**TASK TO COMPLETE:**
Render everything in the records below, from the line containing "woman's arm, given" down to the line containing "[[190, 98], [220, 98]]", as a JSON list of strings, one string per line, leaving out any blank lines.

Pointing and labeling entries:
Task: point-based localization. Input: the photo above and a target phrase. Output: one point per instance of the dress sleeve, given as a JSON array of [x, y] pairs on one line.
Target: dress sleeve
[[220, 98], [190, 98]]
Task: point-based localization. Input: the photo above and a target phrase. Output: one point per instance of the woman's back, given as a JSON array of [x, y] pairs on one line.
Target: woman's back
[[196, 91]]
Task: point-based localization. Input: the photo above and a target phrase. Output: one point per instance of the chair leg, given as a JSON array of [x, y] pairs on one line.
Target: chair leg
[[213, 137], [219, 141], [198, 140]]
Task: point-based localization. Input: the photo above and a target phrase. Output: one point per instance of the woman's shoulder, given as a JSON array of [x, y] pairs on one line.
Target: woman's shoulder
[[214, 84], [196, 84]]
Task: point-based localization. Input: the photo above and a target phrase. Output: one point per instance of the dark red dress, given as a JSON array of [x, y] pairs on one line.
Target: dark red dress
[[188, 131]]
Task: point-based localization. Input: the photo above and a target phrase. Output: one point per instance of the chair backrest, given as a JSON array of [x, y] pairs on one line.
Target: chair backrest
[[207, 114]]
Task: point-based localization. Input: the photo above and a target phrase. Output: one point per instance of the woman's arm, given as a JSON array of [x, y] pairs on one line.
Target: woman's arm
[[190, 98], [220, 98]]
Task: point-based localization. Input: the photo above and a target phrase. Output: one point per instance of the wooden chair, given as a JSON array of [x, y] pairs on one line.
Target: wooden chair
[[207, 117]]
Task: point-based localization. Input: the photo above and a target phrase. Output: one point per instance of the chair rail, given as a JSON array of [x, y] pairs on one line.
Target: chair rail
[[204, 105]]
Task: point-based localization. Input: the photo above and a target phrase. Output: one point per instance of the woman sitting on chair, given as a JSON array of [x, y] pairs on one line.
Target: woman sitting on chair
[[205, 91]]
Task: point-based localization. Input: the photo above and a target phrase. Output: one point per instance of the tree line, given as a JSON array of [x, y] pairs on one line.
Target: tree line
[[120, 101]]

**WRITTEN SOLUTION:**
[
  "Task: point-based localization. Input: the photo above and a target phrase. Output: one point per instance of the woman's arm, given as a JSON array of [x, y] pairs on one line.",
  "Target: woman's arm",
  "[[190, 98], [220, 98]]"
]